## Description of the task
Could you copy these rows word for word?

## Material provided
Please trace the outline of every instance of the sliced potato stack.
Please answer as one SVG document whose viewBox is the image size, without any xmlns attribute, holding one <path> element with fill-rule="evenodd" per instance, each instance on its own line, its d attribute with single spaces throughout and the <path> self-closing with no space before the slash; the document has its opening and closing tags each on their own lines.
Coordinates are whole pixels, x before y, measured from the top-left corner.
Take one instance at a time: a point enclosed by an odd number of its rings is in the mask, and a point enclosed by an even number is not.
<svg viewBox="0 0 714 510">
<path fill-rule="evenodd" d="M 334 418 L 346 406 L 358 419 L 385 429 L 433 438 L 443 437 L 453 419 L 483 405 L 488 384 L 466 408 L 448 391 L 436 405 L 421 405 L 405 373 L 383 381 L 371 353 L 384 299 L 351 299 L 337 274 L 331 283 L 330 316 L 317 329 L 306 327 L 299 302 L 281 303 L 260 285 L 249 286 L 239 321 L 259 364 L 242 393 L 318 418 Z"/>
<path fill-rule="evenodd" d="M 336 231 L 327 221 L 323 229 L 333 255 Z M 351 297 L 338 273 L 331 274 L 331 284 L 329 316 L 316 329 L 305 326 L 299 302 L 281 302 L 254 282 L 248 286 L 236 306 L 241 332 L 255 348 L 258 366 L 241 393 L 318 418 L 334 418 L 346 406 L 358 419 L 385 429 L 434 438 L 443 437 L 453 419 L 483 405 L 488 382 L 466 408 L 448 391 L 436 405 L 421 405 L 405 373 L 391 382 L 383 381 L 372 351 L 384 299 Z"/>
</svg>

## Exercise solution
Please trace the outline of every instance of the sliced potato stack.
Please answer as one SVG document whose viewBox is the image size, without any xmlns attribute, holding one <path> element with fill-rule="evenodd" per instance, each instance on its own line, its d attribute with single spaces throughout and the <path> self-closing with no space before the slash; the document has its opening and closing tags each on their own lines.
Coordinates are whole pixels, x before y, measured from the top-left corner.
Take one instance at a time: a point enclosed by an odd number of its rings is in the mask, and a point enclosed by an even number is not.
<svg viewBox="0 0 714 510">
<path fill-rule="evenodd" d="M 334 418 L 346 406 L 358 419 L 385 429 L 433 438 L 443 437 L 453 419 L 483 405 L 488 384 L 466 408 L 448 391 L 436 405 L 421 405 L 405 373 L 383 381 L 371 353 L 384 299 L 351 299 L 337 274 L 331 283 L 330 316 L 317 329 L 306 327 L 299 302 L 281 303 L 260 285 L 249 286 L 239 321 L 259 364 L 242 393 L 318 418 Z"/>
<path fill-rule="evenodd" d="M 336 231 L 327 221 L 323 229 L 333 255 Z M 351 297 L 338 273 L 331 274 L 331 284 L 329 316 L 316 329 L 305 326 L 299 302 L 281 302 L 254 282 L 248 286 L 236 306 L 241 332 L 255 348 L 258 366 L 241 393 L 318 418 L 334 418 L 346 406 L 358 419 L 385 429 L 434 438 L 443 437 L 453 419 L 483 405 L 488 382 L 466 408 L 448 391 L 436 405 L 421 405 L 405 373 L 391 382 L 383 381 L 372 351 L 384 299 Z"/>
</svg>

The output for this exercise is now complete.